> **USING THE INFORMATION**
1) Please rewrite the paragraph of the news roundup below that begins "A group calling itself" more briefly, keeping its main facts.
2) From the news roundup below, return the exact wording starting with "As it turns" and going on through "to it yet.)".

> **DOCUMENT TEXT**

┏━━

4. Christian ministry will donate to atheist group in exchange for church attendance
The Wall Street Journal's front-page report Thursday on atheist Hemant Mehta's eBay auction, where he sold willingness to attend church services, is getting a fair bit of attention. The $504 winner was Jim Henderson of the evangelistic ministry Off the Map. But "I'm not trying to convert you," Henderson told Mehta when they met. Instead, he was hiring Mehta to visit and write about 10 to 15 church services. "You're going there almost like a critic," Henderson said. "If you happen to get converted, that's off the clock." The $504 went to Mehta's Secular Student Alliance. The Journal goes into some detail about Henderson's motives, but you'll probably also want to read a brief article on Henderson from our sister publication, Building Church Leaders. The article describes Henderson's approach as shifting evangelism "from sales to service."

"In evangelism, you want to give people something rather than ask them for something," Henderson said. "But what do people want? Attention. People want attention. So I give them that. I call those times 'free attention giveaways.'" Henderson's attention giveaway is now seeing quite a return on investment.

5. Lefty group overplays its hand
A group calling itself the Campaign to Defend the Constitution (DefCon)—made up of former NARAL Pro-Choice America head Kate Michelman, Nation writer Max Blumenthal, and other prominent liberals—took out a page in The New York Times yesterday criticizing Ralph Reed, James Dobson, and Louis Sheldon for being "base hypocrites knee-deep in the Jack Abramoff scandal." The group claims that Dobson appeared "on radio commercials paid for by Jack Abramoff's Indian casino clients. These casinos gave millions to Jack Abramoff to limit competition." The group is also running television ads along the same lines in Colorado Springs and elsewhere.

"What we're really emphasizing is that it's hypocritical for a moral leader like James Dobson to be producing these ads when the money, whether he knew it or not, came from gambling interests," campaign spokeswoman Sarah Belanger told The Denver Post.

As it turns out, it's the Campaign to Defend the Constitution that has a gambling problem. It's holding horrible cards, and Focus has rightly called its bluff. On its site, Focus explains that it "did oppose gambling expansion in Alabama and Louisiana in the years indicated, but our involvement came in response to requests from our trusted allies—in Louisiana, then state legislator Tony Perkins (now president of the Family Research Council) and Gene Mills, executive director of the Louisiana Family Forum; and, in Alabama, Gary Palmer of the Alabama Policy Institute. It is important to note, again, that we funded these efforts ourselves; we received no money from Mr. Abramoff or any other lobbying interest." There are other refutations as well. (Focus on the Family's Friday broadcast is about the ads, but Weblog hasn't listened to it yet.)

┗━━

> **DATASET**
┏━━

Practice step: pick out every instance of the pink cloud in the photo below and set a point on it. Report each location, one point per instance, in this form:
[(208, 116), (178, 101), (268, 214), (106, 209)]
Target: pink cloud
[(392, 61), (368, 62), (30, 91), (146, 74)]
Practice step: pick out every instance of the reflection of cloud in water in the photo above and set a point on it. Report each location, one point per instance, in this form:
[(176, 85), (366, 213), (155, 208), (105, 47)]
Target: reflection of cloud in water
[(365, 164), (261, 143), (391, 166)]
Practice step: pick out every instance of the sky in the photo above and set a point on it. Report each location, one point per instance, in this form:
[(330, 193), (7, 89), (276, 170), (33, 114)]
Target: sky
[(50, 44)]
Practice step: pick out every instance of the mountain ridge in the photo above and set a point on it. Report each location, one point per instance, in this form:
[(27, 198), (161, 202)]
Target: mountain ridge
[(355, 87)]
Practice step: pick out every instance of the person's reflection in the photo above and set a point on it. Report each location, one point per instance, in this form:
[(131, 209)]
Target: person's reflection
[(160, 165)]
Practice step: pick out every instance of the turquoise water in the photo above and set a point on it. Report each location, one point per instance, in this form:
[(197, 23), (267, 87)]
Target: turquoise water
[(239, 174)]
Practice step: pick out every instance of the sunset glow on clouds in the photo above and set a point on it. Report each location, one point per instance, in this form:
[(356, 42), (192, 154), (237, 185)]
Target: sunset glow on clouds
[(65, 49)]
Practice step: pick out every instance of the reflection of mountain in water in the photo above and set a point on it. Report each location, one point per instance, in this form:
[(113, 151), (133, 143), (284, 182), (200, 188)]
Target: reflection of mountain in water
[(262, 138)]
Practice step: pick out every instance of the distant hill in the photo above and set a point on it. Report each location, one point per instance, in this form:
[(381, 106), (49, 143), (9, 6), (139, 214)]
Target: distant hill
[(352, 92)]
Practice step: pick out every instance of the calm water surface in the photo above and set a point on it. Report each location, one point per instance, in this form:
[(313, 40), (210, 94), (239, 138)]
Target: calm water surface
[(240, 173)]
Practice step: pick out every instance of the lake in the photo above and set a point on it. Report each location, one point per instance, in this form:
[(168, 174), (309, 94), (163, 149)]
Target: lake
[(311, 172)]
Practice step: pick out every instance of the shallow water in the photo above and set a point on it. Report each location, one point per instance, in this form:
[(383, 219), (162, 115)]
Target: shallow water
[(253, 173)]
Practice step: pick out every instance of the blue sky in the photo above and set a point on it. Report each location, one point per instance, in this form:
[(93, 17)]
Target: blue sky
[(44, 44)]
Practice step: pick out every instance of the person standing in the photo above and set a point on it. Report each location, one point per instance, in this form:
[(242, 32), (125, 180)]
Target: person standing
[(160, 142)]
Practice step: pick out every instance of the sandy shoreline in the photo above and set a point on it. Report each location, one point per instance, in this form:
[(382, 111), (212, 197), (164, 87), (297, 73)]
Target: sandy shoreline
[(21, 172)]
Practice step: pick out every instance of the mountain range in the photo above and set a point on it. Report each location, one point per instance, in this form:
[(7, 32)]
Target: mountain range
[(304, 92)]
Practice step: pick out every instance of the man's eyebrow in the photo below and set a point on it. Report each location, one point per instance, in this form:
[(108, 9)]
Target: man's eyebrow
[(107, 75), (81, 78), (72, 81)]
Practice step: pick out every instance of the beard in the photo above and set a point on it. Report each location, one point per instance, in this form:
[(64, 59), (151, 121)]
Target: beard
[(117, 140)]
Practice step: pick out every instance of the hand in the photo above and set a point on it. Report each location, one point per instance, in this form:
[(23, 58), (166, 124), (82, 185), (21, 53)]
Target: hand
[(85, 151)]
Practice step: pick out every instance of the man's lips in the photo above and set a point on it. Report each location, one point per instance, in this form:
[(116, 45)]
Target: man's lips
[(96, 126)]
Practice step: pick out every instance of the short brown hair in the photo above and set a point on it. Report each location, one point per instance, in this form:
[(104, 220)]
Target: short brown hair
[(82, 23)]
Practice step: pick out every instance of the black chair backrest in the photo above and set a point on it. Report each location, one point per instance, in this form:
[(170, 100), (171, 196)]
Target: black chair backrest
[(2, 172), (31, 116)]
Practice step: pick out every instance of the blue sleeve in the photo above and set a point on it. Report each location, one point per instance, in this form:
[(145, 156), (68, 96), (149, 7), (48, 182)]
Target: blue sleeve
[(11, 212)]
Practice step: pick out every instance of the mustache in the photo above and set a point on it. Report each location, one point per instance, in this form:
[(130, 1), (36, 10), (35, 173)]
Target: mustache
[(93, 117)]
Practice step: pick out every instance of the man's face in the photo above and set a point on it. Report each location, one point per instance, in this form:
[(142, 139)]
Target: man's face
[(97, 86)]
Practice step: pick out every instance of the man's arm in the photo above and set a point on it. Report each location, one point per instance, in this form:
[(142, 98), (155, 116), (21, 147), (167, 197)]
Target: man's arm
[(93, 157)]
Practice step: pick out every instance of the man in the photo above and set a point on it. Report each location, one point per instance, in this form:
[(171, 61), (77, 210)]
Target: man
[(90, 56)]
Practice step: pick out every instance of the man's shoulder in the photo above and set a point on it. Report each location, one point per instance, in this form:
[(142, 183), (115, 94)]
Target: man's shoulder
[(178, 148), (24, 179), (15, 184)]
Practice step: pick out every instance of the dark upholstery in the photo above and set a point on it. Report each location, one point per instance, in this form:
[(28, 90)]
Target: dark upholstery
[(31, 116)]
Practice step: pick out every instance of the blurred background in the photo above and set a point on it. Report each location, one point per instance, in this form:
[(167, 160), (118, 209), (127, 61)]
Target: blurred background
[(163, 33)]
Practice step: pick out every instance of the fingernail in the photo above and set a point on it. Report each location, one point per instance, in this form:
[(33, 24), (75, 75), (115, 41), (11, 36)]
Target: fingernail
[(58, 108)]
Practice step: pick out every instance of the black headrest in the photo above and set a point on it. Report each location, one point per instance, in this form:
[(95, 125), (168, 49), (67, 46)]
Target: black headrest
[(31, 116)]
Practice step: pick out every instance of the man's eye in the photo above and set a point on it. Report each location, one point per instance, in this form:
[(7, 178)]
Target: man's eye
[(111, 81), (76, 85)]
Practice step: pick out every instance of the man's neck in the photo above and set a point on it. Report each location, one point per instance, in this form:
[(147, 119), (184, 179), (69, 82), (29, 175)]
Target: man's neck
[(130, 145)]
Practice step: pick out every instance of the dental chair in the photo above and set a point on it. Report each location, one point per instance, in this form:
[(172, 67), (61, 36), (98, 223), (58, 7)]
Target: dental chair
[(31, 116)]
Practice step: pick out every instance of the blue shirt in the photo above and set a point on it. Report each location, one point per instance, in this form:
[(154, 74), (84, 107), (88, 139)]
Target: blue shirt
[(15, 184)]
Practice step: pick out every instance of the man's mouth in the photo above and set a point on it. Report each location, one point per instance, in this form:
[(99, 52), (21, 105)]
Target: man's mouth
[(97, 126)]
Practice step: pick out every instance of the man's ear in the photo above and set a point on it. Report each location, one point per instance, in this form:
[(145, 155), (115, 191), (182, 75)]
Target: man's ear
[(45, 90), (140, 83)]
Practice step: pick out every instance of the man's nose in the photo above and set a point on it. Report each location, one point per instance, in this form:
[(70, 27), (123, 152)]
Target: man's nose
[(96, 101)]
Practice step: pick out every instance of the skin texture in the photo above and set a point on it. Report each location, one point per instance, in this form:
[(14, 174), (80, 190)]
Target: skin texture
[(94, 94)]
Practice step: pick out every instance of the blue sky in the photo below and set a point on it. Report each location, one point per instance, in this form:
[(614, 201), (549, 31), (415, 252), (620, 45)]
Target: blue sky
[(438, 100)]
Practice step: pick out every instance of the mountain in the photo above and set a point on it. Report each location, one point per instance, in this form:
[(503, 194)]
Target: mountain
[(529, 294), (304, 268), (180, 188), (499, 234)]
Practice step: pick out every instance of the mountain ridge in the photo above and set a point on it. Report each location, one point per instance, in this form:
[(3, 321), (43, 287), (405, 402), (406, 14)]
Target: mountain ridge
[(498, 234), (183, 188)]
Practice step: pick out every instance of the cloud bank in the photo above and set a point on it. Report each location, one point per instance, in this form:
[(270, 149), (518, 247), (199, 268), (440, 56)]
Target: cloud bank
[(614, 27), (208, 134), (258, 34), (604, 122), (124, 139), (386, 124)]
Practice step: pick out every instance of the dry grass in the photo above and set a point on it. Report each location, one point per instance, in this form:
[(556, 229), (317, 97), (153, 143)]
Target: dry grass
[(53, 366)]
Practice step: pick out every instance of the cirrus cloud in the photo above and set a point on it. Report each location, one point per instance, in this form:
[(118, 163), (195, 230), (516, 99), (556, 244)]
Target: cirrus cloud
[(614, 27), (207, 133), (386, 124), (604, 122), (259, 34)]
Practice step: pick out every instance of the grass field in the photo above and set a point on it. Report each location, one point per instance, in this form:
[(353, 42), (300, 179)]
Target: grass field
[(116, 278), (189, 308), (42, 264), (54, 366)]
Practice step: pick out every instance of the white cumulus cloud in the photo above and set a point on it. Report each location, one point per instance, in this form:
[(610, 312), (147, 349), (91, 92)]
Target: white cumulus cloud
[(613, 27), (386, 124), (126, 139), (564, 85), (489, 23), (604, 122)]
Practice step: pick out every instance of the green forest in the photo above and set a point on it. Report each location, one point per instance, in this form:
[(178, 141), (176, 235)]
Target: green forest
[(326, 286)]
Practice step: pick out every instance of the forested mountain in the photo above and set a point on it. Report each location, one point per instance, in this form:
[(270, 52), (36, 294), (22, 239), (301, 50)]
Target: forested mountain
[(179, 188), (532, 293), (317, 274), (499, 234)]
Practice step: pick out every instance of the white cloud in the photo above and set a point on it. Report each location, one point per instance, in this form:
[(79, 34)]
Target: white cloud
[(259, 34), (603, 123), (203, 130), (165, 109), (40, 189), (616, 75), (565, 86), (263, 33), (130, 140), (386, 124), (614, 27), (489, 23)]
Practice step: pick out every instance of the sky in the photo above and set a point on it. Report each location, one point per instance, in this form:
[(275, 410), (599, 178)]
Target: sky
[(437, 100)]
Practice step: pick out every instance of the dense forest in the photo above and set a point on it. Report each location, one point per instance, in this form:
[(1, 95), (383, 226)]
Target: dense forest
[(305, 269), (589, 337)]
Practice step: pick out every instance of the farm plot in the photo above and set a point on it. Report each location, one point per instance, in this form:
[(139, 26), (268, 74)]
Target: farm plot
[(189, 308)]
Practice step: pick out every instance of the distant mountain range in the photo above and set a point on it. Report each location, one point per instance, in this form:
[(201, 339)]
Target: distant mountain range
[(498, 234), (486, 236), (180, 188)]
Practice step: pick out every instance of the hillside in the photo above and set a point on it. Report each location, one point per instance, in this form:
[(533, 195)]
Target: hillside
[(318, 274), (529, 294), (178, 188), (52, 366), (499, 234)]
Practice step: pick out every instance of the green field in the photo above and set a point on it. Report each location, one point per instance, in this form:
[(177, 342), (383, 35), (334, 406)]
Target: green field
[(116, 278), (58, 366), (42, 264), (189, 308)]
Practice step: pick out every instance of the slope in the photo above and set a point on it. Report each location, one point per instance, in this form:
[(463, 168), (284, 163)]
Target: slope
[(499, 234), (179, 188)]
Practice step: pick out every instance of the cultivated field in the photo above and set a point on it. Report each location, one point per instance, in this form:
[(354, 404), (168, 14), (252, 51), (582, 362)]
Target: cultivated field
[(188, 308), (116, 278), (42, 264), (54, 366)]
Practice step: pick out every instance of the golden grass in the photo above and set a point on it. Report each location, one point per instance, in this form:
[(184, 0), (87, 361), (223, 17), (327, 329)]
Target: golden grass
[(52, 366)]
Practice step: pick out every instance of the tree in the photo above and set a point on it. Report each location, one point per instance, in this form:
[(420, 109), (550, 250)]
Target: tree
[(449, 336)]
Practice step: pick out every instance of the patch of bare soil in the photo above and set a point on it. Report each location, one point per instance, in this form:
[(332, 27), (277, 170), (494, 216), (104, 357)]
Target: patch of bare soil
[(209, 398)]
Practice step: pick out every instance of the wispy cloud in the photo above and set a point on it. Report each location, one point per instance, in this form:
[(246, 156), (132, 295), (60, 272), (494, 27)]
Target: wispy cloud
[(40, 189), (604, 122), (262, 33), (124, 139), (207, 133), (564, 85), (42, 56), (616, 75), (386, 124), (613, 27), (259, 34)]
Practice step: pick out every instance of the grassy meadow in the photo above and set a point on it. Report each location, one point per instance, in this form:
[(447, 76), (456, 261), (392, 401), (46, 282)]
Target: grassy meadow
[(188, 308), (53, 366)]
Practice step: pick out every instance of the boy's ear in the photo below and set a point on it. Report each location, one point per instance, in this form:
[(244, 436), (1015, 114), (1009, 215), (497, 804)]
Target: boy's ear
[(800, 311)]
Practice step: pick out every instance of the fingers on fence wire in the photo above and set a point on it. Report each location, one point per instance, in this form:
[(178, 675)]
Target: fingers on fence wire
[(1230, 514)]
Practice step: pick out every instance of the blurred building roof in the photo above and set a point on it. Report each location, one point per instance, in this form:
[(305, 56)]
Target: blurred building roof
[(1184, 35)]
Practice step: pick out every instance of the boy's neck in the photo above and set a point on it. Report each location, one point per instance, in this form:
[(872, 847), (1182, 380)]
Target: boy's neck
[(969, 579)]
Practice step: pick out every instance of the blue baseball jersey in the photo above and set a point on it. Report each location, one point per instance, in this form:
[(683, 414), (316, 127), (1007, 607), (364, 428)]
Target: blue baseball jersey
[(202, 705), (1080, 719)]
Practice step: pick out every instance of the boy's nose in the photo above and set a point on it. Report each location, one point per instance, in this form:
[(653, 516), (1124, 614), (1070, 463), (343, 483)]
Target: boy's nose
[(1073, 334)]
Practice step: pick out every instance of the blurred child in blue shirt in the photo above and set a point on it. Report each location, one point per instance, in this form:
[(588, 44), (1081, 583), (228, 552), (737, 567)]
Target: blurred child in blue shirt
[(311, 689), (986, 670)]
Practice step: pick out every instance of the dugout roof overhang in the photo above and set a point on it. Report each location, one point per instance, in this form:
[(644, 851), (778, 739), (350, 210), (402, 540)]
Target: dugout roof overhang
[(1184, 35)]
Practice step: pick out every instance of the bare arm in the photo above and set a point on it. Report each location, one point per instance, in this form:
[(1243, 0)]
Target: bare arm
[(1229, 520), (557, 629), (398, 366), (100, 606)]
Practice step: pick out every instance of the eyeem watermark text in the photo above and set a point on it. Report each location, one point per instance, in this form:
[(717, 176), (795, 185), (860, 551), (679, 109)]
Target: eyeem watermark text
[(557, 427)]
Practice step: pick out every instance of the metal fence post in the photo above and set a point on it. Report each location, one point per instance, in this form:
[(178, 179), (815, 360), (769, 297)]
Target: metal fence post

┗━━

> **RESULTS OF THE EXERCISE**
1) The Campaign to Defend the Constitution (DefCon), a group of prominent liberals including former NARAL Pro-Choice America head Kate Michelman and Nation writer Max Blumenthal, took out a page in The New York Times yesterday. The ad called Ralph Reed, James Dobson, and Louis Sheldon "base hypocrites knee-deep in the Jack Abramoff scandal." It claimed Dobson appeared on radio commercials paid for by Jack Abramoff's Indian casino clients, who gave Abramoff millions to limit competition. The group is also running similar television ads in Colorado Springs and elsewhere.

2)
As it turns out, it's the Campaign to Defend the Constitution that has a gambling problem. It's holding horrible cards, and Focus has rightly called its bluff. On its site, Focus explains that it "did oppose gambling expansion in Alabama and Louisiana in the years indicated, but our involvement came in response to requests from our trusted allies—in Louisiana, then state legislator Tony Perkins (now president of the Family Research Council) and Gene Mills, executive director of the Louisiana Family Forum; and, in Alabama, Gary Palmer of the Alabama Policy Institute. It is important to note, again, that we funded these efforts ourselves; we received no money from Mr. Abramoff or any other lobbying interest." There are other refutations as well. (Focus on the Family's Friday broadcast is about the ads, but Weblog hasn't listened to it yet.)